Set of tasks »
a: In the records, rewrite the lines from the one containing "Where can the snow" through the end of the records, replacing "flying" with "airborne" and changing nothing else.
b: Continue the text on employee cybersecurity awareness from the point where it stops.

Selected extract »
------------------------------------------------------------
There’s a C- on your report card, but you’re not alone: The 2017 Global Cybersecurity Assurance Report Card found that the world’s information security practitioners gave global cybersecurity readiness an overall score of 70 percent – a six-point drop over 2016. What’s causing this lack of confidence? IT security practitioners cited the overwhelming cyber threat environment, a lack of visibility into the network (impacted by BYOD or shadow IT), and low security awareness among employees as the top three challenges facing them today.
While the average CISO or CSO may not be able to drastically reduce the cyber threat environment facing the enterprise, he or she can make a big difference when it comes to educating employees and getting buy-in from the ground up.
According to Charles Gaughf, CIO for cybersecurity education non-profit (ISC)2, the key to improving cybersecurity awareness is to be persistent, pointed and connected to the audience. He suggests implementing phishing tests, demonstrating how easy it is for a bad actor to gain access to personal or company files over an unsecure WiFi connection like in a café, or participating in an information-gathering exercise against an employee to demonstrate how much personal information is publicly available and how it can be used to craft a phishing campaign.
“You have to apply cybersecurity education to how it affects them personally,” Gaughf says. “And this ties back to home and personal security as well as corporate security.”
------------------------------------------------------------
Recorded data »

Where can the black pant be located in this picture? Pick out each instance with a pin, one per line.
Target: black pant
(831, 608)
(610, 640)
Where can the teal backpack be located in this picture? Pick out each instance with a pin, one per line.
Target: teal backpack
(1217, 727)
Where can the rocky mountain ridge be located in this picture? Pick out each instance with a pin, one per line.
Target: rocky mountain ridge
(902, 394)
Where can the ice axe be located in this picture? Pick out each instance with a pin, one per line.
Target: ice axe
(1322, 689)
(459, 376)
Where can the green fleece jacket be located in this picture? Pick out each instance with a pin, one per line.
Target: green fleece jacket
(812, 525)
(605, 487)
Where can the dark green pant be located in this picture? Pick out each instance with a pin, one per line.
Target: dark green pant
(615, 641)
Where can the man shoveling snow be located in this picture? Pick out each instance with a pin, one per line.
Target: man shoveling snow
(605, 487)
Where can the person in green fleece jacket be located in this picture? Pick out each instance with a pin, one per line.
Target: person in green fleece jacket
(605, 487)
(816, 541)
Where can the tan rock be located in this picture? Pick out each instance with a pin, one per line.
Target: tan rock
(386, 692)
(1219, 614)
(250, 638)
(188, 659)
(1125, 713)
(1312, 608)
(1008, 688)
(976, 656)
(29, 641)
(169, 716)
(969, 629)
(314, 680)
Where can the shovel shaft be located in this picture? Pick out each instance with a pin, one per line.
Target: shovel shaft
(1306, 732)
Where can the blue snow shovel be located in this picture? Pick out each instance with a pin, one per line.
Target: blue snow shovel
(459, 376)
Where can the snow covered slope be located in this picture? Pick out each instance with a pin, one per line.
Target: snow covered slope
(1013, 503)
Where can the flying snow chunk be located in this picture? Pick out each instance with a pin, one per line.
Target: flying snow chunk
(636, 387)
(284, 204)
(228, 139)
------------------------------------------------------------
Replies »
a:
Where can the snow covered slope be located in this picture? Pick out each instance with a pin, one per line.
Target: snow covered slope
(1013, 503)
Where can the airborne snow chunk be located in this picture? Pick out each instance with a pin, one per line.
Target: airborne snow chunk
(636, 387)
(284, 204)
(228, 139)

b:
It’s important, however, to ensure that any educational campaigns are about awareness and improvement, not about shame, he says. Phishing tests or penetration testing results shouldn’t be used to condemn one employee or another, but to improve communication about cybersecurity standards and protocols.
There’s also a generational issue around getting buy-in that requires specific attention. Gaughf says that for Millennials (employees in the 18-34 age range) their whole lives have been online, and much of their information is, too. Gaughf works to show them the value of privacy for certain information, and how easy it is to find information about them online to help curb the tendency to overshare. For seniors, another oft-targeted group, Gaughf recommends tailoring education around their concerns and going to them for input about where they need additional information, such as around threats and scams on online dating services.
The need for a proactive cybersecurity awareness campaign is growing, especially as workforces become more mobile and more third-parties hold influence within the enterprise. Passive awareness programs like posters or email campaigns alone are not always the most effective tactic anymore.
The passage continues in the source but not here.